Extract all data as written.

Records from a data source
○ ○ ○ ○ ○ ○ ○
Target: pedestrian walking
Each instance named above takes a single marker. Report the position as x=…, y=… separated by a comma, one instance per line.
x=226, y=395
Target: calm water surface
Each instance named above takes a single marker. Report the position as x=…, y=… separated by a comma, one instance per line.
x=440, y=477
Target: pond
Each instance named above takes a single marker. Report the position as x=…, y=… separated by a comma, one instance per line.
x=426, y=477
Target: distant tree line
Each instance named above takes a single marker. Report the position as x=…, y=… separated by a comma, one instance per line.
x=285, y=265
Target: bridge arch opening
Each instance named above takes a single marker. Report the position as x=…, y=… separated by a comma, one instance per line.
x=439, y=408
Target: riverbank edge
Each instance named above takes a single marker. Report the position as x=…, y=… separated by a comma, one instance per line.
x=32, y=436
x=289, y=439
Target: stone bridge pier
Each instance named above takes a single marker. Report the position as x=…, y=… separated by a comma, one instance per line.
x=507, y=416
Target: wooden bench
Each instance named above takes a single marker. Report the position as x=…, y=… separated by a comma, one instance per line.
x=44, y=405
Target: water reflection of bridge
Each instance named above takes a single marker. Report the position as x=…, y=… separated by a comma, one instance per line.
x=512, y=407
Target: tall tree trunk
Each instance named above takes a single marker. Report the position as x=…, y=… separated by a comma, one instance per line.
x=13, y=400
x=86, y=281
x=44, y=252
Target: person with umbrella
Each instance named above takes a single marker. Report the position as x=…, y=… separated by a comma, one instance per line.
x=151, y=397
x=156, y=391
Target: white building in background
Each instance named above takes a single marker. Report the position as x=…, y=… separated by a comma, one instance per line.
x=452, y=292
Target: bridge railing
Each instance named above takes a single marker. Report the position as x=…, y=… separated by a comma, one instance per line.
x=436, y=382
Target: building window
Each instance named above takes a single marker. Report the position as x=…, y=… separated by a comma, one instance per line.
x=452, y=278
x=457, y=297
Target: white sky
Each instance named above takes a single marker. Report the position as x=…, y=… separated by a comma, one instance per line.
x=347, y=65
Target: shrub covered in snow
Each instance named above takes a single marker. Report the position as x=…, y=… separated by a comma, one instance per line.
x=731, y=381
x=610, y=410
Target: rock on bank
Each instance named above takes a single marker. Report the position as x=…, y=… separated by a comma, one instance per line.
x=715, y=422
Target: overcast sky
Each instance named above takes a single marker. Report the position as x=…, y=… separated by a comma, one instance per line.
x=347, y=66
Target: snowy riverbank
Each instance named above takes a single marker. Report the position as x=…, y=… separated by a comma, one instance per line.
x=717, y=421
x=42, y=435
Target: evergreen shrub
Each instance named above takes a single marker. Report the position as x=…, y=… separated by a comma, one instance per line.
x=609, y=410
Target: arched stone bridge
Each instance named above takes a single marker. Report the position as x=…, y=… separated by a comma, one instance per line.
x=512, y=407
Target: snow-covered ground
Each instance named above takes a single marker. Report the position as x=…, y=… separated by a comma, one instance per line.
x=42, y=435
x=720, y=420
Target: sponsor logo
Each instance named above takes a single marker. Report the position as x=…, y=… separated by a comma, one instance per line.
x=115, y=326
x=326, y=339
○ ○ ○ ○ ○ ○ ○
◆ **TASK OUTPUT**:
Target: pedestrian walking
Each instance named above takes a single marker. Report the position as x=…, y=… separated by a comma, one instance per line.
x=226, y=395
Target: calm water surface
Each instance named above takes a single marker. Report the position as x=…, y=… separated by a comma, one instance per line.
x=440, y=477
Target: pond
Each instance named above takes a single marker. Report the position as x=…, y=… separated by a comma, one instance per line.
x=426, y=477
Target: distant tree line
Each instance named above takes a single marker. Report the position as x=…, y=… separated by a comma, one instance per line.
x=285, y=265
Target: bridge arch opening
Each instance named above takes a single marker. Report the position as x=…, y=… separated by a comma, one instance per line.
x=439, y=408
Target: riverbank edge
Each instance named above takes a single marker. Report the position as x=…, y=… separated by a comma, one instance per line.
x=32, y=436
x=289, y=439
Target: stone bridge pier
Each instance named above takes a single marker. Report the position as x=…, y=… separated by a comma, one instance per line.
x=507, y=416
Target: wooden bench
Each instance named above takes a single marker. Report the position as x=…, y=… separated by a comma, one instance per line.
x=44, y=405
Target: water reflection of bridge
Each instance named above takes a single marker. Report the position as x=…, y=… separated by a comma, one instance per line.
x=512, y=407
Target: tall tree trunk
Each instance named above takes a single marker. Report the position as x=…, y=… separated by a comma, one instance per line.
x=13, y=400
x=86, y=281
x=44, y=252
Target: person with umbrella
Each instance named above takes a single marker. Report the position as x=…, y=… separated by a comma, one instance per line.
x=151, y=397
x=156, y=391
Target: white building in background
Each instance named above takes a single marker. Report the position as x=…, y=… separated by a comma, one instance per line.
x=452, y=292
Target: bridge railing
Each instance named above takes a single marker. Report the position as x=…, y=… separated by a comma, one instance per line.
x=436, y=382
Target: building window
Each instance named above takes a single marker. Report the position as x=…, y=… separated by a comma, one instance per line.
x=452, y=278
x=457, y=297
Target: white sky
Each instance named above takes a single marker. Report the position as x=…, y=… separated by a comma, one instance per line.
x=347, y=65
Target: shrub covered in snow
Each instance named above takes a single marker. Report the position as x=…, y=… separated by a comma, one instance per line.
x=731, y=381
x=610, y=410
Target: rock on bank
Each instance named above takes a single marker. Report the position as x=…, y=… separated by a comma, one instance per line.
x=715, y=422
Target: overcast sky
Each instance named above takes a single marker. Report the position as x=…, y=… separated by a comma, one instance per line.
x=347, y=66
Target: snowy riverbank
Each instance named above takes a single marker. Report the position as x=…, y=… separated by a comma, one instance per line.
x=717, y=421
x=42, y=435
Target: evergreen shrub
Each instance named above takes a single marker. Report the position as x=…, y=… separated by a comma, one instance per line.
x=609, y=410
Target: arched stone bridge
Each instance named above takes a single marker. Report the position as x=…, y=… separated by a comma, one instance per line.
x=512, y=407
Target: snow-covered ground
Each instance named above takes a single marker. Report the position as x=…, y=… separated by a comma, one instance per line.
x=42, y=435
x=720, y=420
Target: sponsor logo
Each instance named above takes a single marker. Report the position as x=…, y=… separated by a comma, one instance per line.
x=115, y=326
x=326, y=339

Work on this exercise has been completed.